▶ _Selected extract_:
In certain TCP/IP platforms, the functionality of the session
layer, the presentation layer, and the application layer are all
performed by the application.
[0044] FIG. 5 illustrates an embodiment of a network 250 in which
teleconferencing may take place. The network may include a digital
network 252 and a telephone network 254. The digital network 252
may include, for example, a Local Area Network (LAN), a Wide Area
Network (WAN), or a public network such as the Internet. The
telephone network 254 may include, for example, a Public Switched
Telephone Network (PSTN) or a Private Branch Exchange (PBX).
[0045] The network 250 may include a first teleconferencing node
256 and a second tele conferencing node 258 coupled to the digital
network 252. The network 250 may also include a third
teleconferencing node 260 and a fourth teleconferencing node 262
coupled to the telephone network 254. In addition, a mixer 264 may
be coupled to the digital network 252 and/or the telephone network
254 and may receive information transmitted from the
teleconferencing nodes 256-262 and transmit data to the
teleconferencing nodes 256-262.
[0046] The teleconferencing nodes 260 and 262 coupled to the
telephone network 254 may, when transmitting streams, transmit TDM
formatted information across the telephone network 254. That TDM
formatted information may be converted to packet-based format by a
gateway (not shown) and communicated to the mixer 264.
[0047] Information may comprise any data capable of being
represented as a signal, such as an electrical signal, optical
signal, acoustical signal and so forth. Examples of information in
this context may include voice and acoustic data, graphics, images,
video, text and so forth.
[0048] FIG. 6 illustrates an embodiment of a one-to-one
conferencing system 300 in which a mixer is used for each
conferencing location. Each conferencing location may be referred
to herein as a "party." The conferencing systems 300 and 350
illustrated in FIGS. 6 and 7 are typical of a centralized
conferencing model, wherein all participants call in to a
conferencing server containing one or more mixers that provide
audio and/or video streams for all sub-conferences, but application
is not limited to such a centralized conferencing model.
[0049] In the one-to-one conferencing system 300 conference party
participants 302 transmit audio streams 304 and video streams 306
to a voice activity detector 308. The voice activity detector 308
may determine which party streams include audio. Those streams that
include audio may be deemed active and audio and/or video from the
active participants may be transmitted from the voice activity
detector 308 to one or more of the conferencing parties. As for
party participants that have inactive audio, audio and/or video
from certain of those party participants may be transmitted from
the voice activity detector 308 to one or more of the conferencing
parties while other inactive party participant streams may not be
transmitted to party participants. For example, where a certain
party participant is making a presentation, audio and/or video from
that party participant may be transmitted even if that party
participant's audio is inactive so that, for example, visual aids
used by that presenting party participant can be viewed by all
sub-conferences at all times. Audio and video streams from another
party participant that is not presenting may, however, not be
transmitted unless the audio stream from that party participant
indicates the party participant is speaking to the conference party
participants. Recognizing that in a conference, typically few
participants are talking at any given time, by not transmitting
audio or video for sub-conference nodes where no participants are
speaking, the amount of information that is transmitted may be
reduced a great deal over a system wherein information from all
participants is transmitted even when they are not speaking or
otherwise active.

▶ _Records shown_:
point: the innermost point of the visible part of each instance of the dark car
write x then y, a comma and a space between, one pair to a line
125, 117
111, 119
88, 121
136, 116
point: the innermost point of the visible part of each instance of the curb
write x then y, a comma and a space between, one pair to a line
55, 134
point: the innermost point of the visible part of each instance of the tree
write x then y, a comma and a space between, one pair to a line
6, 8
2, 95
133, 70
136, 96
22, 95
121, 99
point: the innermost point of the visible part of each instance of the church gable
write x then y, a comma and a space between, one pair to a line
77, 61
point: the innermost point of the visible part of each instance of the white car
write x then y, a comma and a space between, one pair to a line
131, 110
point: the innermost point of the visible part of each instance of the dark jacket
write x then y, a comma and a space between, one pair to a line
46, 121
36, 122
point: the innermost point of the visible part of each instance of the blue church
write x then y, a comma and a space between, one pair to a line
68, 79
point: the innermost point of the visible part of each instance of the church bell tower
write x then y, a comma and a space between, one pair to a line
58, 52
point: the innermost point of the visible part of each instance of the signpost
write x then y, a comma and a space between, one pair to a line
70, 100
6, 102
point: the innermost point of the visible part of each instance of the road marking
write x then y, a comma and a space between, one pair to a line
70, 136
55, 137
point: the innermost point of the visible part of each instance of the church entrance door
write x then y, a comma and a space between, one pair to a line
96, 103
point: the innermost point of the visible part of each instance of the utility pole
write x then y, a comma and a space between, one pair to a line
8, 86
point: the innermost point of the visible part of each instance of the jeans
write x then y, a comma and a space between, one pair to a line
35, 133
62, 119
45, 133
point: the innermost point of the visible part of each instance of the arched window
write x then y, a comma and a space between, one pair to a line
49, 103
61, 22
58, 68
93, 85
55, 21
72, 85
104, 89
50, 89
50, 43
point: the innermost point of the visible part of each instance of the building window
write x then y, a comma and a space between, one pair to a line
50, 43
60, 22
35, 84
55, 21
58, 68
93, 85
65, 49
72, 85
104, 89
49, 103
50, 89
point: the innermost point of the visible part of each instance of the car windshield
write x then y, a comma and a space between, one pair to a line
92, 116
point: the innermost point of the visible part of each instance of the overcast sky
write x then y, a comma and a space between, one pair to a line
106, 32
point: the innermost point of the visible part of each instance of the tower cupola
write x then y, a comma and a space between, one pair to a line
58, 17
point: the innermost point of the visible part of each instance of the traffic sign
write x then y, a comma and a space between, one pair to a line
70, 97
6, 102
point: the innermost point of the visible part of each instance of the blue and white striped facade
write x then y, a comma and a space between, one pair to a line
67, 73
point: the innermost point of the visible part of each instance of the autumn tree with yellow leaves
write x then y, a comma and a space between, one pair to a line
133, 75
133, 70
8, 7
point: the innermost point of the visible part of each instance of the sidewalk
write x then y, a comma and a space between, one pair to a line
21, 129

▶ _Task requirements_:
1 – Reproduce the part of the teleconferencing excerpt above between "[0046] The teleconferencing" and "text and so forth.", inclusive.
2 – In the teleconferencing excerpt, why may audio and video from a presenting participant be transmitted even when that participant's audio is inactive? Answer in one to three sentences.
3 – Write the next part of the teleconferencing excerpt, picking up after its final sentence.

▶ _Results for the exercise_:
1 –
[0046] The teleconferencing nodes 260 and 262 coupled to the
telephone network 254 may, when transmitting streams, transmit TDM
formatted information across the telephone network 254. That TDM
formatted information may be converted to packet-based format by a
gateway (not shown) and communicated to the mixer 264.
[0047] Information may comprise any data capable of being
represented as a signal, such as an electrical signal, optical
signal, acoustical signal and so forth. Examples of information in
this context may include voice and acoustic data, graphics, images,
video, text and so forth.

2 – Audio and video from a presenting participant may be transmitted even when that participant's audio is inactive so that visual aids used by the presenter can be viewed by all sub-conferences at all times.

3 –
[0050] A mixing controller 310 receives the conferencing streams,
or a portion of those streams to be transmitted. The mixing
controller 310 also may receive party information from a party
information table 312 that provides information regarding how the
streams are to be mixed for each party participant. The mixing
controller 310 may combine and synchronize audio and/or video
streams to be transmitted to the party participants in accordance
with the party information table 312.
[0051] The party information table 312 may include information such
as addresses of participating sub-conference nodes, settings for
streams being transmitted to sub-conference nodes, such as audio
volume, authority levels for the participating sub-conference
nodes, and assignment of time slots during which incoming and
outgoing streams are to be processed.
[0052] The party information table 312 may receive inputs from a
conference controller 322. The conference controller 322 may, in
turn, receive inputs from party participants through their
respective sub-conference nodes and may alternately or in addition
receive direct input from a person or machine that is managing the
conference. The conference controller 322 may then place control
information in the party information table 312 in accordance with
those inputs. Control information 321 may be processed and passed
from the conference controller 322 to the party information table
312. That control information may include, for example, information
such as addresses at participant assignment 314 of participating
sub-conference nodes that are assigned to the conference to provide
conferencing to party participants, authority levels at authority
level assignment 316 for the participating sub-conference nodes
from which determinations may be made regarding, for example,
conflicting settings received from various participating
sub-conference nodes or the priority of transmissions to the
participating sub-conference nodes, assignment of time slots 318
during which incoming and outgoing streams are to be processed, and
information regarding the addition or deletion of additional
conferencing nodes 320 to the conference.
[0053] The conference controller 322 may provide or restrict
control exercised by party participants or non-participants as
desired. The conference controller 322 may also encrypt and decrypt
messages being passed between it and the sub-conferences to
maintain confidentiality. Moreover, the conference controller 322
may provide warnings when changes are made to conference
settings.
[0054] A mixer 324 is provided for a main sub-conference that
includes, for example, a primary presenter for the conference. An
additional mixer 326 is also provided for every other
sub-conference. A party information alteration switch 328 may be
provided to transmit changes in control information from one or
more parties to the conference controller 322, which may format and
place that information in the party information table 312 to be
read by the mixing controller 310. Where no changes have been mad
to the control information, the party information alteration switch
328 may directly return control to the mixing controller 310 to mix
additional streams in accordance with current control information.
It should be noted that alterations to control information might be
communicated in various ways including transmitting new control
information to the conference controller 322 from time to time and
separately having the party information table 312 communicate
control information to the mixing controller 310 periodically or
when triggered by a change in control information.
[0055] FIG. 7 illustrates an embodiment of a single mixer
conferencing system 350 in which a single mixer is used for all
conferencing locations. Multiple mixers may be used in certain
embodiments, particularly those having a large number of
sub-conference locations, the significance of that embodiment is
thus that more than one sub-conference location is handled by a
single mixer.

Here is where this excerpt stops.